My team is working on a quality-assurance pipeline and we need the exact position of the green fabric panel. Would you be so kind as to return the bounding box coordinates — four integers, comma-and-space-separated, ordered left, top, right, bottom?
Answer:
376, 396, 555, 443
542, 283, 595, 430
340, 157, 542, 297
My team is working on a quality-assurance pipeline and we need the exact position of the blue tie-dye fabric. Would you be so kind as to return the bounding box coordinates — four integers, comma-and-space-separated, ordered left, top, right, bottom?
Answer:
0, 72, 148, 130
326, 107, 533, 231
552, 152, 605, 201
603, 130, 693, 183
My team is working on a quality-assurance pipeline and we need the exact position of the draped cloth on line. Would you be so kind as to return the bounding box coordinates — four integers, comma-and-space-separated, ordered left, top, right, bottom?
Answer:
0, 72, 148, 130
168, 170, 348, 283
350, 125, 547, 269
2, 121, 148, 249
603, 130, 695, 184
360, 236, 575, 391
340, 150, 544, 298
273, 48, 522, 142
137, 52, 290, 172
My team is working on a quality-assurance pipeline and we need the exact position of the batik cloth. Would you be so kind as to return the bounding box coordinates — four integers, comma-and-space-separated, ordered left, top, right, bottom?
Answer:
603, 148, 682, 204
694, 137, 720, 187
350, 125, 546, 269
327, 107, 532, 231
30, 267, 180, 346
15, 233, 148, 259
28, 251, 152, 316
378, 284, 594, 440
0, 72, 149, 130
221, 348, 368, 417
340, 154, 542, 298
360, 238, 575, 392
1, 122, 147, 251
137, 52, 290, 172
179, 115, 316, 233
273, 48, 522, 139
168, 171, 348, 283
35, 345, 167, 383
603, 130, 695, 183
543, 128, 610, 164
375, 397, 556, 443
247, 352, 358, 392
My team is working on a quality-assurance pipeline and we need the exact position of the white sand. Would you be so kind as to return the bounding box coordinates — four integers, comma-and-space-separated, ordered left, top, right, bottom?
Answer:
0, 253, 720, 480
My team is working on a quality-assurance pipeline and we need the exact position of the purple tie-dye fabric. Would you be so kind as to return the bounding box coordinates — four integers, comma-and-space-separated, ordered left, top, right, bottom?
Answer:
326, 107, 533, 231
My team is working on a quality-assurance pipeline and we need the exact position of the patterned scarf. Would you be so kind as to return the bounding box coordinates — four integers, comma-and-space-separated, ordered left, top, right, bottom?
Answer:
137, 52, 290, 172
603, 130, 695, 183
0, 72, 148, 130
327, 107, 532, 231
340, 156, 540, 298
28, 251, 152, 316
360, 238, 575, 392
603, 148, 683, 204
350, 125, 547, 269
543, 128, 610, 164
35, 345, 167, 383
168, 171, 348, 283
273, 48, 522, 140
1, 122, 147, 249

+++++

# Exercise task
Starting at the beginning of the records and ending at the line that contains "0, 253, 720, 480", write every line out again, requests included. Multiply each bounding box coordinate in the answers by 0.25 and round it to a whole number, with halves rounded up.

# Response to the exercise
My team is working on a quality-assurance pipeline and we need the exact position of the green fabric panel. Would you be so kind as to return the bounding box coordinates — four integers, comma-and-space-separated, ordered left, top, right, bottom?
Answer:
94, 99, 139, 111
136, 71, 149, 108
85, 39, 136, 74
My team is working on a quality-assurance pipeline and we need the exact position of the blue tie-dye fabric. Would you be so kind as to return the bounding box coordinates — four integers, comma-and-space-separated, ordered left, top, right, bottom?
Answer:
0, 18, 37, 33
82, 27, 133, 58
138, 38, 151, 50
151, 33, 173, 46
My team is working on a quality-assurance pipeline and we need the exact position of the draped cloth on line. Would you be so kind as to return the bounding box coordinates — four integers, comma-and-space-separated, ordered left, top, right, bottom?
Answer:
0, 18, 37, 33
42, 43, 87, 71
88, 31, 137, 67
1, 30, 37, 62
151, 33, 174, 46
90, 59, 144, 98
85, 38, 136, 75
68, 12, 131, 36
34, 13, 73, 43
My team is working on a quality-assurance pipeline and we need the exact position of the batik cloth. Would you be so kind as to return the bounding box coordinates — four integers, comma-and-space-separated, ordered left, top, right, bottom?
Answer:
151, 37, 171, 51
174, 34, 180, 47
88, 31, 137, 67
82, 27, 133, 58
8, 67, 45, 87
4, 58, 37, 65
7, 63, 38, 79
95, 71, 149, 110
0, 18, 37, 33
55, 87, 92, 104
85, 39, 136, 75
90, 60, 144, 98
0, 31, 37, 63
34, 13, 73, 43
45, 29, 79, 58
68, 12, 131, 35
42, 43, 87, 71
9, 86, 42, 96
151, 33, 174, 46
136, 32, 153, 41
94, 99, 139, 111
62, 88, 90, 98
My team is working on a quality-assurance pipeline and we need the exact position of the white sand. Would you be so kind as to return the bounding box coordinates — four integers, comma-and-space-separated, ordered left, top, right, bottom?
Answer:
0, 63, 180, 120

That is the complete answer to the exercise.